Data under study Block Start

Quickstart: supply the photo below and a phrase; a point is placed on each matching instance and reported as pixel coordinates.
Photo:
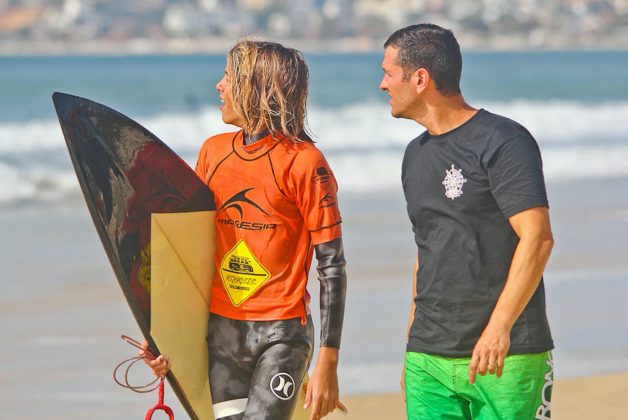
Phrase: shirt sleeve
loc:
(315, 193)
(515, 173)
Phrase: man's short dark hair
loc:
(430, 47)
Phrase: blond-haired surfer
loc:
(276, 205)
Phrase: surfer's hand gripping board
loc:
(159, 365)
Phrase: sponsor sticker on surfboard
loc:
(241, 273)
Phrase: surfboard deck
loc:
(154, 217)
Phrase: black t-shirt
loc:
(461, 187)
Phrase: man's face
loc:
(229, 116)
(403, 93)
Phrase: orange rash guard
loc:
(275, 200)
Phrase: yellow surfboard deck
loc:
(182, 266)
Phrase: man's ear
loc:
(421, 79)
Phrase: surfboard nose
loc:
(64, 103)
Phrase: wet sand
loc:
(586, 398)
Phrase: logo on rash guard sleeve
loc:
(282, 386)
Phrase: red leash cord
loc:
(143, 388)
(160, 404)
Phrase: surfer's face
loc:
(403, 92)
(229, 116)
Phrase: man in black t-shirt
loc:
(476, 198)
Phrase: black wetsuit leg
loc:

Data under study Block End

Work to be completed:
The line containing "Phrase: blond-haired surfer" and every line after it, through the end of the records, should be repeated exactly and alone.

Solved problem:
Phrase: blond-haired surfer
loc:
(276, 205)
Phrase: surfer's hand gripping board
loc:
(159, 365)
Phrase: sponsor sticker on surfboard
loc:
(241, 273)
Phrase: surfboard deck
loc:
(154, 217)
Phrase: black t-shirt
loc:
(461, 187)
Phrase: man's face
loc:
(229, 116)
(403, 93)
Phrase: orange rash guard
loc:
(275, 200)
Phrase: yellow surfboard deck
loc:
(182, 266)
Phrase: man's ear
loc:
(421, 79)
Phrase: surfboard nose
loc:
(64, 103)
Phrase: wet sand
loc:
(586, 398)
Phrase: logo on rash guard sleeve
loc:
(282, 386)
Phrase: red leash cord
loc:
(143, 388)
(160, 404)
Phrase: surfer's face
loc:
(403, 92)
(229, 116)
Phrase: man in black t-shirt
loc:
(476, 198)
Phrase: black wetsuit leg
loc:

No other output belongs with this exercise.